• Records from a dataset:
┌──
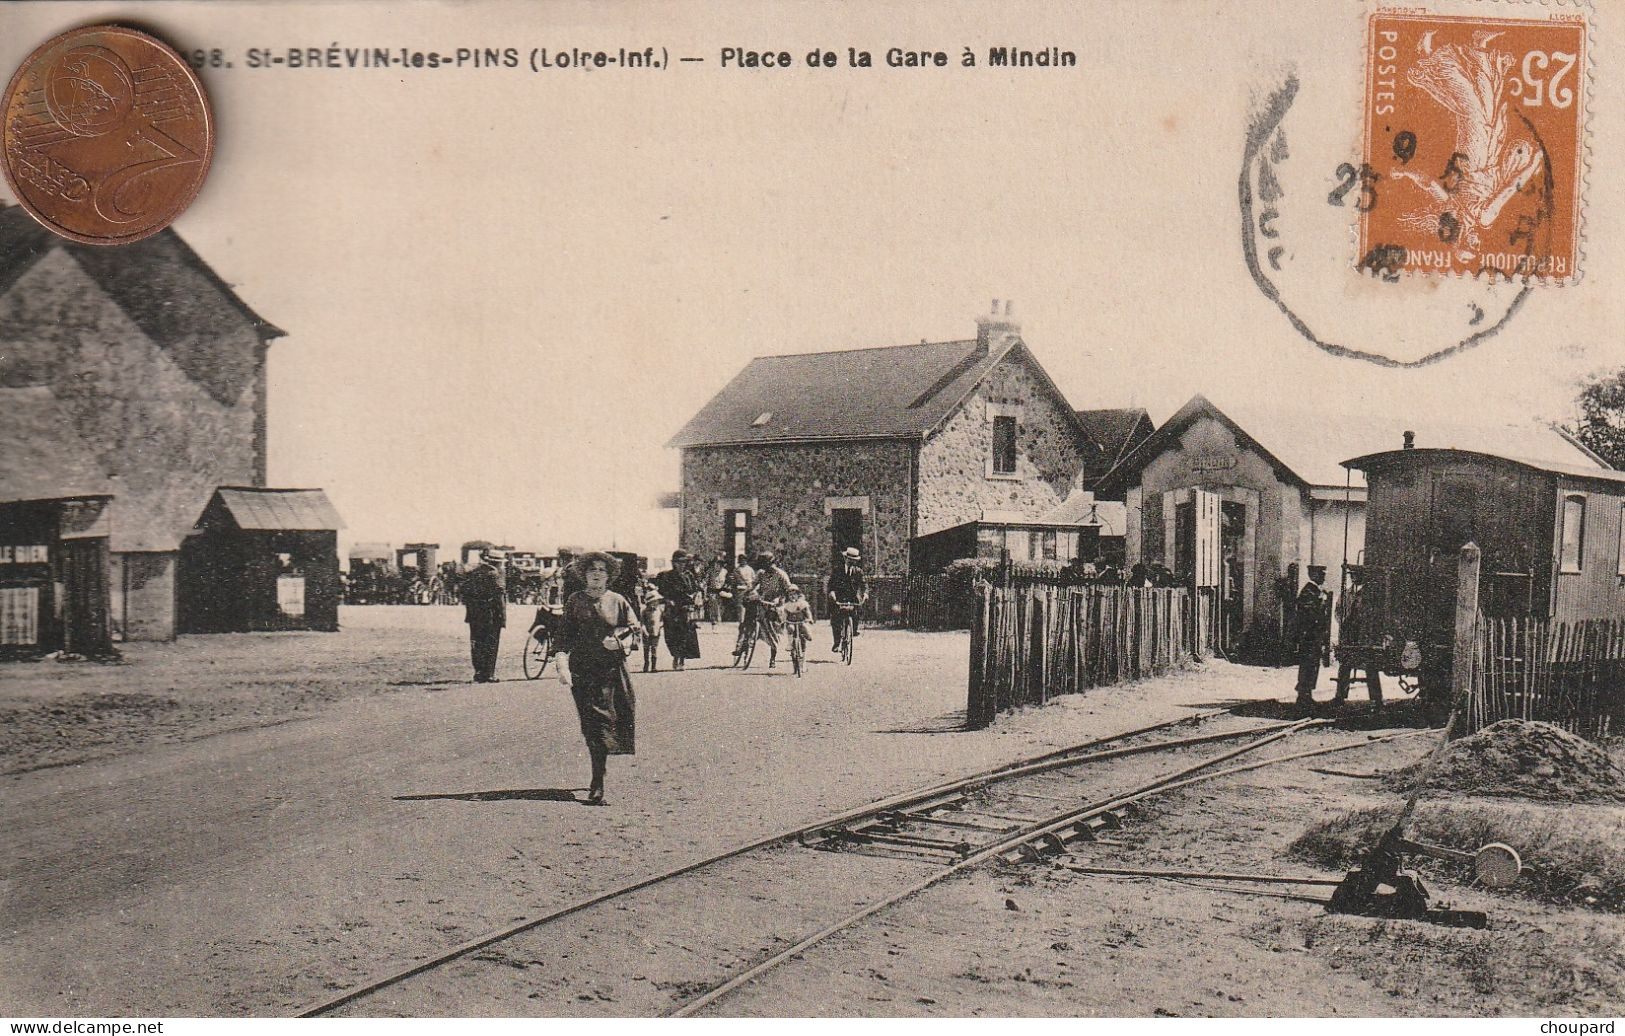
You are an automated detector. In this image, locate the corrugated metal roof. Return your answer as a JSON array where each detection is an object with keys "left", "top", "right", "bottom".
[
  {"left": 216, "top": 488, "right": 344, "bottom": 531},
  {"left": 1345, "top": 447, "right": 1625, "bottom": 487},
  {"left": 666, "top": 339, "right": 1009, "bottom": 448}
]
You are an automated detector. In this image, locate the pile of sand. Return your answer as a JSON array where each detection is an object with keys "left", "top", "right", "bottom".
[{"left": 1385, "top": 719, "right": 1625, "bottom": 803}]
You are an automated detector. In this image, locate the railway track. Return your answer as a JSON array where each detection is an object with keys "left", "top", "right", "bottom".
[{"left": 296, "top": 709, "right": 1423, "bottom": 1017}]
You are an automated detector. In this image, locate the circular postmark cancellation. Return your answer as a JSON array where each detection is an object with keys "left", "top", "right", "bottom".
[
  {"left": 1, "top": 25, "right": 214, "bottom": 245},
  {"left": 1241, "top": 9, "right": 1589, "bottom": 368}
]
└──
• REQUIRED ACTION: Give every record again without changing a word. Exclude the pictures.

• TASK RESPONSE:
You are an automated detector. In this image, locate the corrugated metal roof. Return your answer as a JSON array where each detection is an object with keys "left", "top", "right", "bottom".
[
  {"left": 216, "top": 488, "right": 344, "bottom": 531},
  {"left": 1345, "top": 447, "right": 1625, "bottom": 487},
  {"left": 666, "top": 339, "right": 1009, "bottom": 448}
]
You are an automated detector. In this image, locate the pile of sand. Return your answer as a JSON array where each detection is an object with keys "left", "top", "right", "bottom".
[{"left": 1385, "top": 719, "right": 1625, "bottom": 803}]
You are an automated detector. In this image, locate the railway track. Return your answer as a JSON array where each detection is an object with keys "left", "top", "right", "bottom".
[{"left": 296, "top": 709, "right": 1423, "bottom": 1017}]
You are an automated detector. In this image, locate the circular postmark cancellation. Return your answer as a JSON array where each detection is an object with keys "left", "top", "right", "bottom".
[
  {"left": 1, "top": 25, "right": 214, "bottom": 245},
  {"left": 1241, "top": 9, "right": 1589, "bottom": 368}
]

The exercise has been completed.